Exercise goal: Extract every line of the data below that contains the string "slope", matching case exactly.

Given information:
start
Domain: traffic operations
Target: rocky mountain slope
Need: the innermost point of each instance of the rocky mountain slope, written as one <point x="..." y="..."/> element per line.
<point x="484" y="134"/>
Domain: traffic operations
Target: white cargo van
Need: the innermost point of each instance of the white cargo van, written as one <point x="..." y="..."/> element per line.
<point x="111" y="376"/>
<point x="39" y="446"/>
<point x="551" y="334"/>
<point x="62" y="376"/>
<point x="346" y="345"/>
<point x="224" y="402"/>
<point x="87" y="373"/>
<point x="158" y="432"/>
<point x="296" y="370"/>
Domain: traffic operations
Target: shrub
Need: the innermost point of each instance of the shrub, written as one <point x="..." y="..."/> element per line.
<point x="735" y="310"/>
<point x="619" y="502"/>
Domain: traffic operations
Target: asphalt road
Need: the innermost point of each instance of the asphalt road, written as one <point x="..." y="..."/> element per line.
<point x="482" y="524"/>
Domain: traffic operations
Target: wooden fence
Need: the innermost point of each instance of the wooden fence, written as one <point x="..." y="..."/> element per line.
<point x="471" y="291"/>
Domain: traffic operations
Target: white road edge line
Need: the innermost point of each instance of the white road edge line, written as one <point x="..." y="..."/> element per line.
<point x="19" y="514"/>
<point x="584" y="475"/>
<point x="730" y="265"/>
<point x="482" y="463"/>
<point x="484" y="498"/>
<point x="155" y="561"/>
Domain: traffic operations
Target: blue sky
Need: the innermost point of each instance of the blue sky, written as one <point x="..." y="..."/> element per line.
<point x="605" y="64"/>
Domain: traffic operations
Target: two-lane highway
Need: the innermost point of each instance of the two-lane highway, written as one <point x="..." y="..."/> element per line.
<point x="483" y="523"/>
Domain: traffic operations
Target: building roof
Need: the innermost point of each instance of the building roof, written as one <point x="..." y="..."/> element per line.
end
start
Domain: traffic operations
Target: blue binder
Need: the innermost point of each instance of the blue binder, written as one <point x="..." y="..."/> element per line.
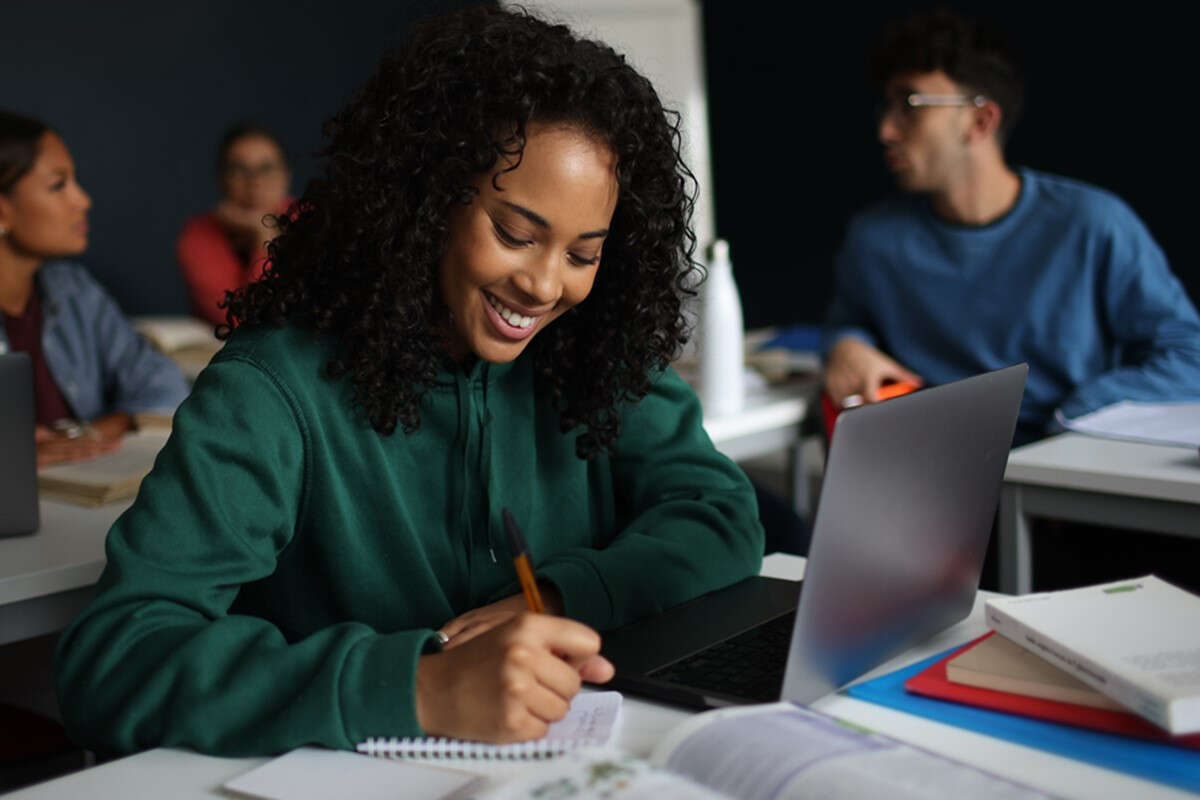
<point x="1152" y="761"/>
end
Result:
Target: rocky mountain slope
Need: the innermost point of each instance of the rocky mountain slope, written as one <point x="..." y="..."/> element per line.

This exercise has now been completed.